### Entries provided
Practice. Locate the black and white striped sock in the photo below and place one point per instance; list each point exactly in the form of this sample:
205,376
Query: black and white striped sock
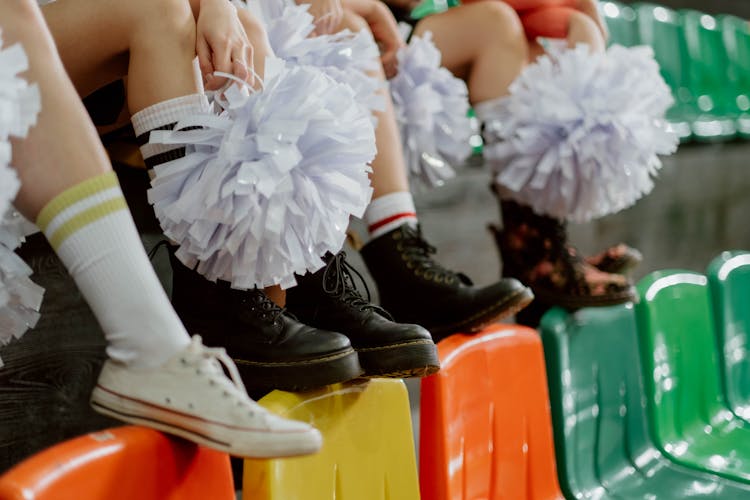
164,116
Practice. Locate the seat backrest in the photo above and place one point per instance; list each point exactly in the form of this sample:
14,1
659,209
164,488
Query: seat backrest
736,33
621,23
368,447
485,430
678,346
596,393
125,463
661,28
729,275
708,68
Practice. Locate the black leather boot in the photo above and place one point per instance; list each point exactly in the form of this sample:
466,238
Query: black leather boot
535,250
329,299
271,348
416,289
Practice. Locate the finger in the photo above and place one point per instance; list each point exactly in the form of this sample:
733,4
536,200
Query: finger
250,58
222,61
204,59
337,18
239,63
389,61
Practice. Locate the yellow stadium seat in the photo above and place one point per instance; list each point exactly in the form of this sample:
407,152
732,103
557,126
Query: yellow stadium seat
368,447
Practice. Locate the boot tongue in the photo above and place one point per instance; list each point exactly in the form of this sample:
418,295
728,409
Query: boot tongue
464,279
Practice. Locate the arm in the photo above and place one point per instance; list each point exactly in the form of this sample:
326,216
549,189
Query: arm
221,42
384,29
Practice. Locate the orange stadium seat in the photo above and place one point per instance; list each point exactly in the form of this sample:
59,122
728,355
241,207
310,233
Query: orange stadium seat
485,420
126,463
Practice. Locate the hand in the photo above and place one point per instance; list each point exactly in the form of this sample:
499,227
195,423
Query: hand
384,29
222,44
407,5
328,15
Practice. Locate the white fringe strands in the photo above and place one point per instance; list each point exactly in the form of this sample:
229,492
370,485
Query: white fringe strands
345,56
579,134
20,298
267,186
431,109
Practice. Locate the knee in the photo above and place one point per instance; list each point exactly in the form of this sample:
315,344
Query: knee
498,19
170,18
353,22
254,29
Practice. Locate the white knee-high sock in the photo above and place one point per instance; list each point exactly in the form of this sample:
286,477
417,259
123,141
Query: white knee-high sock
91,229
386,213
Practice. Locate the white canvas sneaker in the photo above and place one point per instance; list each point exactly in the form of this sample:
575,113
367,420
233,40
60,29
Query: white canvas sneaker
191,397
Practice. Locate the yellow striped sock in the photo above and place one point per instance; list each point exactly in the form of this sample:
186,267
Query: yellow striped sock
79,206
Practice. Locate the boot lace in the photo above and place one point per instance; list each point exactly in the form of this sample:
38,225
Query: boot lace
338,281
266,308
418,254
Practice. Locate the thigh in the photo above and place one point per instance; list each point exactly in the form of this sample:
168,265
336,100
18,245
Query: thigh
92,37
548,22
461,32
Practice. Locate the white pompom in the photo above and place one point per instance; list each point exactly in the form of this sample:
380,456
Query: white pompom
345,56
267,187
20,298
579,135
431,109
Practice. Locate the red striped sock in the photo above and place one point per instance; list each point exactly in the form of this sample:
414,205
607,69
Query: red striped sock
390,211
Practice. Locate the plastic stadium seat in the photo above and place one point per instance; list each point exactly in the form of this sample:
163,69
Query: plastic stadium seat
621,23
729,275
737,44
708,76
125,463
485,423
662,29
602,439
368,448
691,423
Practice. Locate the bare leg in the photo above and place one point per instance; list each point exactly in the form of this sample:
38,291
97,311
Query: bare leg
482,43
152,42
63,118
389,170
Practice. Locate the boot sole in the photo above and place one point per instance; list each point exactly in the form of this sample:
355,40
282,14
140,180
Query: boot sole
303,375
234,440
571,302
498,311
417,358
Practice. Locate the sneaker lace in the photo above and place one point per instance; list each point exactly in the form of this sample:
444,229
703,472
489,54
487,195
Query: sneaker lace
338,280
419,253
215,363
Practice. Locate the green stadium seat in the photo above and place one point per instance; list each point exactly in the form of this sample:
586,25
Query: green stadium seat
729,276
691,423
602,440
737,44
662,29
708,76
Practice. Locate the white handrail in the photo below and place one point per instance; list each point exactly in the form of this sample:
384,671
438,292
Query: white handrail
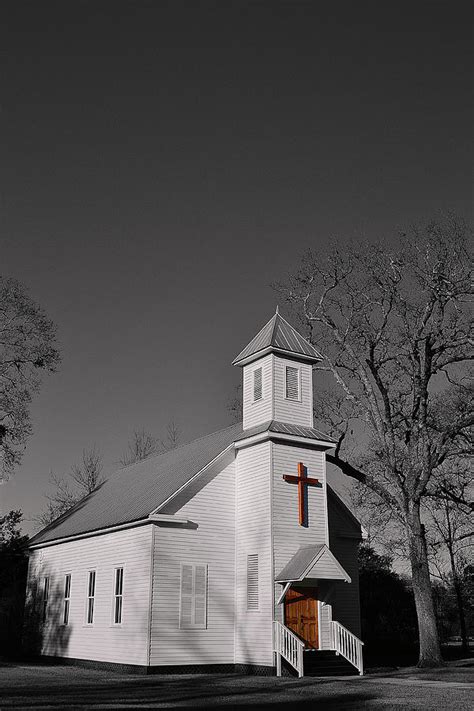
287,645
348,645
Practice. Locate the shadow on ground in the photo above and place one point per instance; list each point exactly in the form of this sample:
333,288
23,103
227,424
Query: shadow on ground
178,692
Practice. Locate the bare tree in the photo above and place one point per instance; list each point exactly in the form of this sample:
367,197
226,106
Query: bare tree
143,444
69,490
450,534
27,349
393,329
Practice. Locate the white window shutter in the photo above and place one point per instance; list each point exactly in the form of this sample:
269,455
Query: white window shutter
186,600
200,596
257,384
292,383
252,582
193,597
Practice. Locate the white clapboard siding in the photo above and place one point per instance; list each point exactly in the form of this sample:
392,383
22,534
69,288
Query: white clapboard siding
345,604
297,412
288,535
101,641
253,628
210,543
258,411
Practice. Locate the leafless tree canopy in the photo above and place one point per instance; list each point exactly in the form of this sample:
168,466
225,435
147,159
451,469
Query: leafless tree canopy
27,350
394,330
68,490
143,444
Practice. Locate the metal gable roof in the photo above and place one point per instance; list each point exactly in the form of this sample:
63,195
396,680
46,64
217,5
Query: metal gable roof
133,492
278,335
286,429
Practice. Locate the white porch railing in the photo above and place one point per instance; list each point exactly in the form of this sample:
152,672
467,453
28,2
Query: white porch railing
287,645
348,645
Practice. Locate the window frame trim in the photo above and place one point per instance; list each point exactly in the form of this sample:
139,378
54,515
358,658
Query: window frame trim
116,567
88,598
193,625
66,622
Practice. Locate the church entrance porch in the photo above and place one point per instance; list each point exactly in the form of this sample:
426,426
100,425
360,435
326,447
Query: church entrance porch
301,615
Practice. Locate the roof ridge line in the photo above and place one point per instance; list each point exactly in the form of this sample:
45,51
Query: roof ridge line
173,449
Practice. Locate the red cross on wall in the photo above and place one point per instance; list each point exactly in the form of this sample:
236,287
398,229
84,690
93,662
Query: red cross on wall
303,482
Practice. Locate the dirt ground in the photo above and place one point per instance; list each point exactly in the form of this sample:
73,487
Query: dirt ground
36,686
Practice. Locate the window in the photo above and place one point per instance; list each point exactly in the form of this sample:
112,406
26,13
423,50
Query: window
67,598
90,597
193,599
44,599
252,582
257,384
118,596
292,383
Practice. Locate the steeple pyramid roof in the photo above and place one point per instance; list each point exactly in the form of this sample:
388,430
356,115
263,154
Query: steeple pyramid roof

### Goal
All of the material above is to be copied exactly, except for its images.

### Task output
Practice. Locate the black and white striped sock in the photo below and place one point per instance; list each point exactly in the form of this sample:
205,376
Query: black and white striped sock
164,116
Practice. Locate the seat backrest in the photo above and place one point per instance; list each point exactly in the form of this sample:
14,1
659,209
164,488
Query: seat backrest
736,33
621,23
368,447
485,430
678,346
596,393
125,463
661,28
729,275
708,68
Practice. Locate the black leather boot in the photo above and place one point per instance; list each point exactly in the form of this sample:
466,238
Query: black leather boot
535,250
329,299
271,348
416,289
Practice. Locate the finger in the photo above and place one point per instance; list each point exactly in the form of this sample:
733,4
536,200
Query: finger
250,58
222,61
204,59
337,18
239,63
389,61
Practice. Locate the yellow stadium seat in the photo above and place one point per instance; list each point exactly in the form of this sample:
407,152
732,103
557,126
Query: yellow stadium seat
368,447
Practice. Locate the boot tongue in the photo above and place one point per instance; list each point exactly in the form of this sample:
418,295
728,409
Query: boot tongue
464,279
Practice. Locate the arm in the photo above and place one point per instance; list each point exactly in the form of this sample:
326,216
549,189
Query: arm
221,42
384,29
Practice. Locate the orange stadium seat in the photo above and place one point per instance; list each point exactly in the form of this sample:
59,122
728,355
241,207
310,233
Query: orange stadium seat
485,420
126,463
Practice. Locate the hand in the photo above and place one point per instance; list each point exactly in the form of this sample:
499,227
195,423
Query: hand
384,29
222,44
407,5
328,15
Practice. Locate the white fringe strands in the photo above and place one point per instance; list each point exactly in the form of this sample:
229,492
370,485
Query: white fringe strands
345,56
579,134
20,298
267,186
431,109
Practice. Locate the knee in the photo above and place one point per instance; list each point exactly in the form of this sample:
315,344
Query: knee
498,19
170,18
353,22
254,29
Practice. Locate the white knee-high sock in the photo above and place one point per instance; list each point exactly in the form of this sample:
286,477
417,259
123,141
Query: white knee-high sock
91,229
386,213
Practice. Locate the white canvas sneaker in the photo above and place one point per instance; list each point exactly in the form of this sample:
575,113
367,420
233,40
60,29
Query: white canvas sneaker
191,397
Practice. Locate the yellow striped sock in the photo above and place one point per instance; list each point exactly in the form of this sample:
186,267
Query: yellow striped sock
79,206
Practice. Locate the boot lace in the photo above and place one point per instance; list each point exactly in the form of this sample:
38,225
Query: boot lace
338,281
266,308
418,254
Practice. Locate the thigh in the photo above and place one point per instance; list each point exactly in the form of this sample:
168,265
336,100
18,245
Query: thigh
92,37
548,22
461,32
Practice. Locate the white pompom in the photo above and place one point per instance; list each point exactly in the form of this sample:
380,456
Query: white pompom
345,56
267,187
20,298
579,135
431,109
Practice. Locate the red striped sock in the photo above and place one point per instance; list each point exactly in the form of this sample:
414,205
607,69
Query: red striped sock
390,211
Practice. Locate the plastic stadium seat in the photo above and place one point per instance; list each point exactly in the form of this sample:
163,69
Query: plastic stadium seat
621,23
729,275
737,44
708,76
125,463
485,423
662,29
602,439
368,448
691,423
Practice. Locate the bare leg in the photo above and place one point per instance; list each point exactly in the form of this sample:
38,291
97,311
Query: bare leg
482,43
152,42
63,118
389,170
Practice. Locate the boot sole in the photo above and place one point per instance; list each point exactly in the form of this sample:
355,40
282,14
140,180
Query: boot sole
303,375
234,440
571,302
498,311
417,358
Practice. Locate the sneaker lace in the photo above and place one point per instance; list each point exactly in the form of this sample:
444,229
703,472
489,54
487,195
Query: sneaker lace
338,280
419,253
215,363
Practice. Locate the green stadium seat in the photo above and place one point per instance; list each point exactly in the form of this sample:
586,25
Query: green stadium seat
729,276
691,423
602,440
737,44
662,29
708,76
Practice. Locate the white handrail in the photo below and place one point per instance; list each point exactly in the form of this sample:
384,671
438,292
Query: white handrail
287,645
348,645
Practice. Locate the shadow on ground in the photo above and place one point per instance; list each point exactly in the form of this sample:
333,288
23,103
227,424
Query: shadow on ground
178,692
Practice. Locate the bare tree in the photo above and place one point per instance; list each point exactly in the form of this sample:
367,197
226,106
Query: bare tree
143,444
69,490
450,534
27,349
393,329
Practice. Locate the white window shutter in the photo above and place one point per instance; list each point exactly in the form of this sample:
269,455
Query: white window shutter
186,600
200,596
257,384
292,383
252,582
193,597
Practice. Locate the white clapboard siding in the photo above and place one point per instance; list each point exactly in the form of this sample:
392,383
22,534
69,288
Query: white clapboard siding
345,604
297,412
288,535
101,641
253,628
210,543
258,411
Practice. Locate the leafless tree canopy in the photo above and place one point per instance; list each point exactly in the form of this sample:
168,466
225,435
147,159
451,469
Query: leafless tree canopy
27,350
394,330
68,490
143,444
Practice. Locate the metal gable roof in the photo above and place one point per instance; list each point exactly in the form of this sample:
63,195
396,680
46,64
217,5
Query: metal gable roof
133,492
278,335
286,429
Practice. Locate the white porch railing in the photo above and place one point per instance; list each point exactly in the form of this sample:
152,672
467,453
28,2
Query: white porch railing
287,645
348,645
Practice. Locate the window frame trim in the photo above and place one point per instance; list each point exactly in the form of this sample:
139,378
54,515
358,658
Query: window frame trim
116,567
88,598
193,625
66,622
Practice. Locate the church entrance porch in the photo above and place one point per instance; list each point exactly in the form of this sample:
426,426
100,425
360,435
326,447
Query: church entrance porch
301,615
Practice. Locate the roof ridge line in the photo above and place one point per instance; list each point exactly in the form of this sample:
45,51
Query: roof ridge line
173,449
Practice. Locate the red cross on wall in the photo above and place one point per instance; list each point exactly in the form of this sample:
236,287
398,229
84,690
93,662
Query: red cross on wall
303,482
Practice. Locate the dirt ground in the photo above and place one point per instance; list each point exactly in the form of this sample:
73,487
Query: dirt ground
36,686
Practice. Locate the window in the photo above and place one point per instance; list each point exactly in the form of this sample:
112,406
26,13
423,50
Query: window
67,598
90,597
193,599
44,599
252,582
257,384
118,596
292,383
Practice. Locate the steeple pyramid roof in the photo above and place one point per instance; list each point exactly in the form of this sample:
388,430
356,115
263,154
Query: steeple pyramid roof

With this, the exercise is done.